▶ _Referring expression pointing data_
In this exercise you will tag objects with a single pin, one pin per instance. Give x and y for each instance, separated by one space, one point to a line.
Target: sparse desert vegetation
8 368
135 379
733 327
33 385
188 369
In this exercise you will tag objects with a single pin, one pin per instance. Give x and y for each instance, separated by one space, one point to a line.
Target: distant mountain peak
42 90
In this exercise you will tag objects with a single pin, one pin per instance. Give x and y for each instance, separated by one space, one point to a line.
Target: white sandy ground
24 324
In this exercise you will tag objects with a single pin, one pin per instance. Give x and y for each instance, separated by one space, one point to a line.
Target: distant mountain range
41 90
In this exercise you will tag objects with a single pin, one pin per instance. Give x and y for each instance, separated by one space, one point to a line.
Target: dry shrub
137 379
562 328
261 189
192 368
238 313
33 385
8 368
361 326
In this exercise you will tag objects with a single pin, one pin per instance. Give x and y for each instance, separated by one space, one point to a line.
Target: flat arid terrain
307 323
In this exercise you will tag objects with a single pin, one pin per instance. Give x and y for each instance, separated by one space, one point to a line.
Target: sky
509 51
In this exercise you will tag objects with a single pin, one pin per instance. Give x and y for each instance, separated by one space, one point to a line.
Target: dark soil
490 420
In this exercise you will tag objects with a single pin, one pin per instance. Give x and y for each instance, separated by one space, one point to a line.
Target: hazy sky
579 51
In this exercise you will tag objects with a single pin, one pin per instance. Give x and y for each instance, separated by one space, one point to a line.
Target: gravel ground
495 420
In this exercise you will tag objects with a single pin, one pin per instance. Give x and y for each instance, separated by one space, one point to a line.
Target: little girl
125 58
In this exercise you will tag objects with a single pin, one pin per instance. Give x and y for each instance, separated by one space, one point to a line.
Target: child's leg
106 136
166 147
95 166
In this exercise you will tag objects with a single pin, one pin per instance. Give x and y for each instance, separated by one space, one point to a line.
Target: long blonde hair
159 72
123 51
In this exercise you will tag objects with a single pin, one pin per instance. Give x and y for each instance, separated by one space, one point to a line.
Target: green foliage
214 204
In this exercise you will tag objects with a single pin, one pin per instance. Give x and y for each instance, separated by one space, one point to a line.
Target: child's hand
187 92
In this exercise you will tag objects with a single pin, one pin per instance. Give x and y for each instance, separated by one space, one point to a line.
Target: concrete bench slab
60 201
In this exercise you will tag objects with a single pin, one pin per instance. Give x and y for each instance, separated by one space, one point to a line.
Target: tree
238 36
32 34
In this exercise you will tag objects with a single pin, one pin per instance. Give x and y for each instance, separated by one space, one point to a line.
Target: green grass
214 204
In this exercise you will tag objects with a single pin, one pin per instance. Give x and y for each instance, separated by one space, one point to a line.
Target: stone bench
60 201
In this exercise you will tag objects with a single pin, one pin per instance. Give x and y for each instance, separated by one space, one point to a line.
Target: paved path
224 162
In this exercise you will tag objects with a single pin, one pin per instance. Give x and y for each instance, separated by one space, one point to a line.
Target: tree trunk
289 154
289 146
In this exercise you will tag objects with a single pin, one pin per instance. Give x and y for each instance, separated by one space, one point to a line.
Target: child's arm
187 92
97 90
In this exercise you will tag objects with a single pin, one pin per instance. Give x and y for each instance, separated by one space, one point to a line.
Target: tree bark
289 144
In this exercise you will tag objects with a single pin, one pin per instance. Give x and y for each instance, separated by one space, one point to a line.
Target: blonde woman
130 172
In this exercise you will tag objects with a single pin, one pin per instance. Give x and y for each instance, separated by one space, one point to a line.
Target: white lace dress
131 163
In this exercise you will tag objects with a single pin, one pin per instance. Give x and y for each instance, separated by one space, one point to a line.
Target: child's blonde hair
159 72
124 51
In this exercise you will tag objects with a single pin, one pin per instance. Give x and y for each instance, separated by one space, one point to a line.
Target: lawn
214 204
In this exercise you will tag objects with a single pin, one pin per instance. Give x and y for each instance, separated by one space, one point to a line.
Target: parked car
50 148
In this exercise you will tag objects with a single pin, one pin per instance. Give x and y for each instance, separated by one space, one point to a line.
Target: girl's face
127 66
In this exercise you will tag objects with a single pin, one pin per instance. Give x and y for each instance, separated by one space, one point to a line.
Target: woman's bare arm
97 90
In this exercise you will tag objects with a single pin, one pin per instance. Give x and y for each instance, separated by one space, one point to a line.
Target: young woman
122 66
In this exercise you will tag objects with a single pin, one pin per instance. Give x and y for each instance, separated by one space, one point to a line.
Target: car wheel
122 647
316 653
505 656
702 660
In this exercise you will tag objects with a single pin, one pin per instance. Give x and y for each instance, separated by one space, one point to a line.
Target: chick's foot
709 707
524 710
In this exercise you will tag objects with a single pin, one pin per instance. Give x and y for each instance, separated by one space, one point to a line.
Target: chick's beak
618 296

▶ _YOUR GOAL_
The expected output is the complete data, repeated exactly.

▶ _SOLUTION_
In this exercise you will tag objects with a single pin, one pin per instance. Give x and y for each instance, separated by one space, one point to a line.
Target: sparse desert vegetation
8 368
135 379
733 327
33 385
188 369
In this exercise you will tag objects with a single pin, one pin per instance. Give x and y for each instance, separated by one space, one point to a line.
Target: distant mountain peak
42 90
In this exercise you will tag objects with a single pin, one pin per instance. Give x and y for each instance, separated by one space, one point to a line.
Target: white sandy ground
24 324
In this exercise you will tag objects with a single pin, one pin per instance. Give x and y for each instance, separated by one space, one point to a line.
Target: distant mountain range
41 90
In this exercise you will tag objects with a single pin, one pin per instance. Give x and y for each instance, separated by one space, one point to a line.
Target: dry shrub
137 379
562 328
261 189
192 368
238 313
33 385
8 368
361 326
In this exercise you will tag objects with a single pin, one pin per instance. Give x and y for each instance, separated by one space, one point to a line.
Target: flat arid terrain
307 323
In this exercise you will tag objects with a single pin, one pin per instance. Give x and y for each instance, separated by one space, one point to a line.
Target: sky
509 51
In this exercise you will tag objects with a single pin, one pin per instance. Give x and y for each instance, separated by one space, one point to a line.
Target: dark soil
490 420
In this exercise you will tag objects with a single pin, one pin per instance. Give x and y for each instance, separated by one space, one point to a line.
Target: hazy sky
579 51
In this exercise you will tag objects with a single pin, one pin per instance. Give x and y for each instance, separated by one space, one point to a line.
Target: gravel ground
495 420
In this exercise you will tag objects with a single pin, one pin per instance. Give x and y for each instance, separated by one space, one point to a line.
Target: little girl
125 58
In this exercise you will tag objects with a single pin, one pin per instance. Give x and y for each instance, separated by one space, one point to a line.
Target: child's leg
106 136
166 147
95 166
In this exercise you will tag objects with a single pin, one pin per instance. Give x and y for each instance, separated by one space, one point to a line.
Target: long blonde hair
159 72
123 51
In this exercise you will tag objects with a single pin, one pin per instance. Give x and y for each instance, separated by one space, one point to a line.
Target: green foliage
214 204
In this exercise you will tag objects with a single pin, one pin per instance. Give x and y for each instance, separated by one space, one point to a line.
Target: child's hand
187 92
In this exercise you will tag objects with a single pin, one pin per instance. Give x and y for each instance, separated by one space, one point to a line.
Target: concrete bench slab
60 201
In this exercise you will tag objects with a single pin, one pin per instance. Give x and y for each instance, separated by one space, one point to a line.
Target: tree
238 36
32 34
In this exercise you will tag objects with a single pin, one pin per instance. Give x and y for each instance, separated by one space, one point to a line.
Target: green grass
214 204
In this exercise you will tag objects with a single pin, one pin per instance. Give x and y for each instance, separated by one space, one point to a line.
Target: stone bench
60 201
In this exercise you will tag objects with a single pin, one pin per instance. Give x and y for each instance, separated by one space, one point to a line.
Target: paved path
224 162
In this exercise you will tag objects with a single pin, one pin per instance. Give x and y for each instance, separated by one space, one point to a line.
Target: tree trunk
289 154
289 146
In this exercise you will tag objects with a single pin, one pin per instance. Give x and y for each instance, separated by one space, one point to a line.
Target: child's arm
187 92
97 90
In this exercise you will tag objects with a single pin, one pin per instance. Give x and y for each instance, separated by one space, one point to a line.
Target: tree bark
289 144
In this exercise you will tag objects with a single pin, one pin per instance. Give x and y for each instance, separated by one space, one point to a line.
Target: blonde woman
130 172
In this exercise you will tag objects with a single pin, one pin per instance. Give x and y for each instance, separated by one space, one point to a line.
Target: white lace dress
131 163
In this exercise you will tag objects with a single pin, one pin per instance. Give x and y for each instance, separated by one space, one point to a line.
Target: child's blonde hair
159 72
124 51
In this exercise you will tag objects with a single pin, one pin per instance. Give x and y for each instance, separated by one space, one point to a line.
Target: lawn
214 204
In this exercise you will tag objects with a single pin, one pin per instance. Give x and y for each instance, separated by one space, one point to a line.
Target: parked car
50 148
In this exercise you will tag objects with a single pin, one pin per instance. Give x and y for each instance, separated by one space, one point to a line.
Target: girl's face
127 66
In this exercise you will tag objects with a single pin, one pin per instance. Give x and y for each instance, separated by one space, one point to a line.
Target: woman's bare arm
97 90
In this exercise you will tag objects with a single pin, one pin per instance. Give x and y for each instance, separated by one space, one point to a line.
Target: young woman
122 66
In this exercise you will tag objects with a single pin, one pin per instance. Give x and y for each instance, separated by one space, one point to a line.
Target: car wheel
122 647
316 653
505 656
702 660
In this exercise you will tag objects with a single pin, one pin per instance. Give x and y for each instance, separated by one space, one point to a line.
Target: chick's foot
709 707
524 710
In this exercise you will tag objects with a single pin, one pin per instance. Give x and y for each instance, separated by one space, one point to a line.
Target: chick's beak
618 296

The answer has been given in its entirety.